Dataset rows
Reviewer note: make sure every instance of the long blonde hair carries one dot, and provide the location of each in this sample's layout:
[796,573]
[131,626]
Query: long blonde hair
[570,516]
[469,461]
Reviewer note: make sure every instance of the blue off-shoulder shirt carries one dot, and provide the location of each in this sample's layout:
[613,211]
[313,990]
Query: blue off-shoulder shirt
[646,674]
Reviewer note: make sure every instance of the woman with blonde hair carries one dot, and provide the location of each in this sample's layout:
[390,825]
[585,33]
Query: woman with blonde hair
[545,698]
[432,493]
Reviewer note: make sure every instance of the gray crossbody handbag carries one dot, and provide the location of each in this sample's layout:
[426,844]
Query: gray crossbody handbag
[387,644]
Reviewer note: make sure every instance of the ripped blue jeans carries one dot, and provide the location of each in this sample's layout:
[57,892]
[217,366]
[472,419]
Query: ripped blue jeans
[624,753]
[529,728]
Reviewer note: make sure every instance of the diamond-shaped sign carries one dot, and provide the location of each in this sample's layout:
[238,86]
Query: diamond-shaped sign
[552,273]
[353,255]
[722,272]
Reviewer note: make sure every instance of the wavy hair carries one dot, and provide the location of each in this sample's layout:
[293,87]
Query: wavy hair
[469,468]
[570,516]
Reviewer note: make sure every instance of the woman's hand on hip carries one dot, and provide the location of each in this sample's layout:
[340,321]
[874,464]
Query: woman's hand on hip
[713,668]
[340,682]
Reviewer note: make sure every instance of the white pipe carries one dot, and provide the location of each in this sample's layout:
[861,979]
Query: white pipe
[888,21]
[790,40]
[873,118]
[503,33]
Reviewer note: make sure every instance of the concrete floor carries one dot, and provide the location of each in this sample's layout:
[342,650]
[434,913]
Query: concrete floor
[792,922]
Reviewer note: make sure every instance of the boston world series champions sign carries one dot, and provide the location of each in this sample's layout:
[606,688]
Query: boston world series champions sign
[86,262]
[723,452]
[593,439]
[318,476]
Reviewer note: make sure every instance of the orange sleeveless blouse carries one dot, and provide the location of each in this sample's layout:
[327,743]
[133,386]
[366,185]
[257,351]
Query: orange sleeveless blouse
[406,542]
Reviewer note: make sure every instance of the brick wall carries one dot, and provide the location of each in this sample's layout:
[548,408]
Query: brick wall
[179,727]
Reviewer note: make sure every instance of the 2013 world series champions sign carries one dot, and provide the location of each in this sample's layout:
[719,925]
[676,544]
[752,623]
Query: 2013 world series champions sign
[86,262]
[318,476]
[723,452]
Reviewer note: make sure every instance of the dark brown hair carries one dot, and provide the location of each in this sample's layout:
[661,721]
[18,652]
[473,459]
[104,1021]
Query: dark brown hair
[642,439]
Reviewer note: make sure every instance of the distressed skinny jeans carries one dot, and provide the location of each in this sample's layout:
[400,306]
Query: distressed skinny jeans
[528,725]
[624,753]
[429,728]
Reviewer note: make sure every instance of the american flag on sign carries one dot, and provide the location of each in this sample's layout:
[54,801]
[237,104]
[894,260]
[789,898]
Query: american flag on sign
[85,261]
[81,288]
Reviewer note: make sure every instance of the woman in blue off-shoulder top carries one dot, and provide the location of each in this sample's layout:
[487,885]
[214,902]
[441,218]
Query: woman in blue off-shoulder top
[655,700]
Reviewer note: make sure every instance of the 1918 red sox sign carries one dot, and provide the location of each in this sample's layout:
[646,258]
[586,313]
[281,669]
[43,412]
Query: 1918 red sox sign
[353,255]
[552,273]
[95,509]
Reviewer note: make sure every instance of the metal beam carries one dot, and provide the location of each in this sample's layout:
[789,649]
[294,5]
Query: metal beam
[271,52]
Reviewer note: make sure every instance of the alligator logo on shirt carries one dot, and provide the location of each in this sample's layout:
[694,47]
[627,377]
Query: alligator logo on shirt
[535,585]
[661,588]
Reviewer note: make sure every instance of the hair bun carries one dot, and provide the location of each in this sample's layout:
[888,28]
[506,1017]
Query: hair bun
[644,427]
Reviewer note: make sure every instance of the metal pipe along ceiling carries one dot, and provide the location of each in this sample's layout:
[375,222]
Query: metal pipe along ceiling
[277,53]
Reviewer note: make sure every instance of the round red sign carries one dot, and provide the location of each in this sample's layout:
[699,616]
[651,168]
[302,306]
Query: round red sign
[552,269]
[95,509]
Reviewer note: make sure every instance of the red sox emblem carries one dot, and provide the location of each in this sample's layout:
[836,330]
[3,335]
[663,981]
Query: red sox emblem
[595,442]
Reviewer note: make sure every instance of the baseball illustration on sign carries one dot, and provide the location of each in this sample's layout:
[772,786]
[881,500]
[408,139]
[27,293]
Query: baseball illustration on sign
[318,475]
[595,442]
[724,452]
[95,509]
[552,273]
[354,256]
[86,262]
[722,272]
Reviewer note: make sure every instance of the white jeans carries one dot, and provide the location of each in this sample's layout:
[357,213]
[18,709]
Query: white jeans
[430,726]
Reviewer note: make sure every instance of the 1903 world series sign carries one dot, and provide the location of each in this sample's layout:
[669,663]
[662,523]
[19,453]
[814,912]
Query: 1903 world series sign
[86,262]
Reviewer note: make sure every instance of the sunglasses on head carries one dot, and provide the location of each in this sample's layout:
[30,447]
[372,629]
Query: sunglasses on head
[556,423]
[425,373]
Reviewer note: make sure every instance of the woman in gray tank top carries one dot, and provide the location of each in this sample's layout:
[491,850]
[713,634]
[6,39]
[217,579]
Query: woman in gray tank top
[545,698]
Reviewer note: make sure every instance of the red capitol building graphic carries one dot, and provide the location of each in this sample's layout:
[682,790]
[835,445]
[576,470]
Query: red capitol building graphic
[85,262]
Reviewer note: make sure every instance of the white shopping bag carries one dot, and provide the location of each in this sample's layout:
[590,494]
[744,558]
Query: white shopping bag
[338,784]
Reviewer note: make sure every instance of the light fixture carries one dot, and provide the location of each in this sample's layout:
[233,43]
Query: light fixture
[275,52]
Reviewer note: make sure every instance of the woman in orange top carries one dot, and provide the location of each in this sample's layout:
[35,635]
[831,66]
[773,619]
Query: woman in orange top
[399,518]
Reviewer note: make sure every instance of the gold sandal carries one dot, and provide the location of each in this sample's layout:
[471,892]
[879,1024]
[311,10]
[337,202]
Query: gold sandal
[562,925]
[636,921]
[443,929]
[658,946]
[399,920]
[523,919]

### WHAT IS ASKED
What are the lines from the one with "Reviewer note: make sure every instance of the sunglasses" through the last line of the records above? Quote them exactly and add nothing.

### THE SOLUTION
Reviewer note: make sure every instance of the sunglasses on head carries one dot, and provide the location of each in this sample's layout:
[30,447]
[372,629]
Query: sunglasses on head
[556,423]
[425,373]
Reviewer note: make sure every instance of the woman in gray tank top carries one dot, and provide the location of each in this sample's layout:
[491,850]
[713,634]
[6,39]
[217,579]
Query: woman in gray tank top
[545,698]
Reviewer note: make sure every instance of the red capitol building graphic carries one dot, and provide the location of each in this sample's layout:
[682,790]
[835,445]
[576,470]
Query: red capitol building graphic
[85,262]
Reviewer note: make sure every instance of the white shopping bag carries one dot, and provide the location of each in this sample's layout:
[590,494]
[744,558]
Query: white shopping bag
[338,784]
Reviewer note: make sure every instance of the light fixture carries one dot, and provide the location of each in this sample's layout:
[233,43]
Query: light fixture
[275,52]
Reviewer note: make sure every instance of the woman in orange top carries one dot, and provide the location of each in this sample's layout:
[35,635]
[831,66]
[773,619]
Query: woman in orange top
[399,518]
Reviewer note: make sure every instance of the gold sandal carries one dot, and provide the location of each in this sample's layout:
[471,892]
[879,1024]
[311,10]
[337,202]
Query: gold sandal
[562,925]
[636,921]
[443,929]
[658,946]
[399,920]
[523,919]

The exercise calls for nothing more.